_Task:_ The answer must consist of every record, printed exactly as it stands.

_Entries supplied:_
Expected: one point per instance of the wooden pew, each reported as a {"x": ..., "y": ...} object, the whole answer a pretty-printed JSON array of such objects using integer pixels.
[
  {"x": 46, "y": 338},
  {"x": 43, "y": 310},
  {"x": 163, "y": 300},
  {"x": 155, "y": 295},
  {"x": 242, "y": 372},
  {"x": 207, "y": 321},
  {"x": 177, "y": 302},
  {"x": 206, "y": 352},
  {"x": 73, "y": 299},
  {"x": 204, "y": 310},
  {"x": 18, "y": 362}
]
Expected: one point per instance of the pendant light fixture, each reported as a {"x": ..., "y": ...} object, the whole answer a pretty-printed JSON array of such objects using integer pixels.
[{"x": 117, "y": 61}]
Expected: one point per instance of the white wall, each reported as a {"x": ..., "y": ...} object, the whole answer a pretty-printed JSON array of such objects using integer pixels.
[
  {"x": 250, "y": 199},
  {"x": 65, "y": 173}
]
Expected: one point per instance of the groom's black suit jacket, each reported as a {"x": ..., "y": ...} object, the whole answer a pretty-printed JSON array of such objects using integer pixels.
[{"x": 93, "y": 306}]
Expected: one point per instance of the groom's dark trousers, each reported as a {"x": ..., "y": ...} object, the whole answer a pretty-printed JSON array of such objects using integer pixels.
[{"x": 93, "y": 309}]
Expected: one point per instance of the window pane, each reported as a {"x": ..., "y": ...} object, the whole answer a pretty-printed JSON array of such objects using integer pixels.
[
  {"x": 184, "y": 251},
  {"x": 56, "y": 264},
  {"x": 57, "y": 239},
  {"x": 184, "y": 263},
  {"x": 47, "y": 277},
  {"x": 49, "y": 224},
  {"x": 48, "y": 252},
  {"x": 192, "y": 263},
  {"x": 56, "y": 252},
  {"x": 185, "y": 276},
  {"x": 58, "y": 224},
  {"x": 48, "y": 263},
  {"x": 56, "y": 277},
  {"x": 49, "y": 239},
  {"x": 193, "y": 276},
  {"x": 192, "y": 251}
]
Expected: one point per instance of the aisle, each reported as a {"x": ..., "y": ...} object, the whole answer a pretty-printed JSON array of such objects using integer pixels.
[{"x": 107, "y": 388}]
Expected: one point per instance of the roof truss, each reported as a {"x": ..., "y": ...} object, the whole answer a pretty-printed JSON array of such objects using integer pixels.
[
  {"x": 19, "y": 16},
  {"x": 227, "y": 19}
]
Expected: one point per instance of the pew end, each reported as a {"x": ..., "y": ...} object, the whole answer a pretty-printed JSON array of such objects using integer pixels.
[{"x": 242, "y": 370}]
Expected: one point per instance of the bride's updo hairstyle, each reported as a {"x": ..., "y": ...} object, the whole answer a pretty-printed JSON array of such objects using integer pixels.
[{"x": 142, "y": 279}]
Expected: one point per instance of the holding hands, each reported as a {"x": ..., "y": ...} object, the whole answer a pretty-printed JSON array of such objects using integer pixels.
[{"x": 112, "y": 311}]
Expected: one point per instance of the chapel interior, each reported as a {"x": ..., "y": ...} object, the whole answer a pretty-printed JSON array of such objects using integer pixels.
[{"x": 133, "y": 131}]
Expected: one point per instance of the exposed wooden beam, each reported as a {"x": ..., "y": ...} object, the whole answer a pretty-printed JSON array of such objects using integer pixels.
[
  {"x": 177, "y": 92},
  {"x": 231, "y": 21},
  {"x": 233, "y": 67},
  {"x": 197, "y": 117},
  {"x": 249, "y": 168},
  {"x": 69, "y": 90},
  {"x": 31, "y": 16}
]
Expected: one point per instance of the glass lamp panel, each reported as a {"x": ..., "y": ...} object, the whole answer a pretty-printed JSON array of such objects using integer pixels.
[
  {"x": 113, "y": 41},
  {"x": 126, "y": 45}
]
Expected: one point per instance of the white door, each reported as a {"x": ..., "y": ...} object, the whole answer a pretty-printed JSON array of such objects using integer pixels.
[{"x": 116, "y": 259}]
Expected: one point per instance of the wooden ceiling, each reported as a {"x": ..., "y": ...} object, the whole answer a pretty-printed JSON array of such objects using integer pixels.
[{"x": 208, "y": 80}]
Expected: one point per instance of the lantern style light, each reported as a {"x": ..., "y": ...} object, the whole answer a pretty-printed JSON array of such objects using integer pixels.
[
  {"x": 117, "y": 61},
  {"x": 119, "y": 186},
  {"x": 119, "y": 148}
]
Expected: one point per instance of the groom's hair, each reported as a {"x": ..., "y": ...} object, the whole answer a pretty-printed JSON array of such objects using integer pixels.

_Expected answer:_
Expected: one point per instance of the wooden pew, each reported as a {"x": ..., "y": ...} object, the whole answer a pretty-printed JSON array of such objects using integer pixels.
[
  {"x": 46, "y": 338},
  {"x": 43, "y": 310},
  {"x": 163, "y": 300},
  {"x": 155, "y": 295},
  {"x": 242, "y": 372},
  {"x": 207, "y": 321},
  {"x": 177, "y": 302},
  {"x": 206, "y": 352},
  {"x": 73, "y": 299},
  {"x": 204, "y": 310},
  {"x": 18, "y": 362}
]
Expected: one point per instance of the pendant light fixture, each reported as a {"x": ..., "y": ...} object, the whole answer a pretty-printed JSON array of such objects using integer pixels.
[{"x": 117, "y": 61}]
Expected: one point per instance of the white wall, each reported as a {"x": ..., "y": ...} object, the whole answer a pretty-printed JSON array of such objects using integer pixels.
[
  {"x": 250, "y": 199},
  {"x": 65, "y": 173}
]
Expected: one point per instance of the groom's black suit jacket, each reported as a {"x": ..., "y": ...} object, the whole answer a pretty-printed JSON array of such objects using integer pixels.
[{"x": 93, "y": 306}]
Expected: one point per instance of the groom's dark trousers, each reported as a {"x": ..., "y": ...} object, the whole answer a pretty-printed JSON array of such objects using integer pixels.
[{"x": 93, "y": 309}]
Expected: one point per instance of the window pane, each reported as a {"x": ..., "y": ...} object, the whole answer a pretty-printed JSON array of such objects using integer pixels.
[
  {"x": 184, "y": 251},
  {"x": 56, "y": 264},
  {"x": 57, "y": 239},
  {"x": 184, "y": 263},
  {"x": 47, "y": 277},
  {"x": 49, "y": 224},
  {"x": 48, "y": 252},
  {"x": 192, "y": 263},
  {"x": 56, "y": 252},
  {"x": 185, "y": 276},
  {"x": 58, "y": 224},
  {"x": 48, "y": 263},
  {"x": 56, "y": 277},
  {"x": 49, "y": 239},
  {"x": 193, "y": 276},
  {"x": 192, "y": 251}
]
Expected: one point per instance of the aisle, each reported as a {"x": ..., "y": ...} object, the whole answer a pretty-printed JSON array of such objects using integer pixels.
[{"x": 107, "y": 388}]
Expected: one point per instance of the roof truss, each reported as a {"x": ..., "y": ...} object, the whole answer a pretty-printed JSON array of such objects using integer pixels.
[
  {"x": 19, "y": 16},
  {"x": 227, "y": 19}
]
Expected: one point per instance of the pew end, each reported as a {"x": ..., "y": ...} object, the whole answer a pretty-printed JSON array of such objects using integer pixels.
[{"x": 242, "y": 370}]
Expected: one point per instance of the bride's updo hairstyle, each reported as a {"x": ..., "y": ...} object, the whole answer a pretty-printed JSON array of such objects using integer pixels.
[{"x": 142, "y": 279}]
Expected: one point per instance of the holding hands, each reported as a {"x": ..., "y": ...} object, the whole answer a pretty-printed JSON array of such objects using integer pixels.
[{"x": 112, "y": 311}]
Expected: one point per instance of the chapel interior, each reported as a {"x": ..., "y": ...} object, the whole answer a pretty-printed JSON array of such objects using integer pixels.
[{"x": 133, "y": 131}]
Expected: one point per instance of the exposed wooden beam, each reported as a {"x": ..., "y": ...} object, the whole answer a pretty-printed JSON array of such objects using integer pixels.
[
  {"x": 177, "y": 92},
  {"x": 231, "y": 21},
  {"x": 233, "y": 67},
  {"x": 197, "y": 117},
  {"x": 249, "y": 168},
  {"x": 69, "y": 90},
  {"x": 31, "y": 16}
]
Expected: one point per instance of the glass lamp panel, each reported as a {"x": ..., "y": ...} object, the whole answer a pretty-printed JSON array of such objects using integer pixels.
[
  {"x": 113, "y": 41},
  {"x": 126, "y": 45}
]
Expected: one point per instance of the white door, each reported as a {"x": ..., "y": ...} object, the whole answer a pretty-printed JSON array of such objects using integer pixels.
[{"x": 116, "y": 259}]
Expected: one point per instance of the wooden ceiling, each reported as a {"x": ..., "y": ...} object, the whole answer a pretty-printed JSON array of such objects using integer pixels.
[{"x": 208, "y": 80}]
Expected: one point per instance of the lantern style light, each reported as a {"x": ..., "y": ...} object, the whole answer a pretty-printed JSON array of such objects using integer pixels.
[
  {"x": 117, "y": 61},
  {"x": 119, "y": 186},
  {"x": 119, "y": 148}
]
Expected: one point per instance of the groom's hair, each reported as a {"x": ..., "y": ...} object, the whole answer a pretty-printed JSON array of such objects using integer pixels.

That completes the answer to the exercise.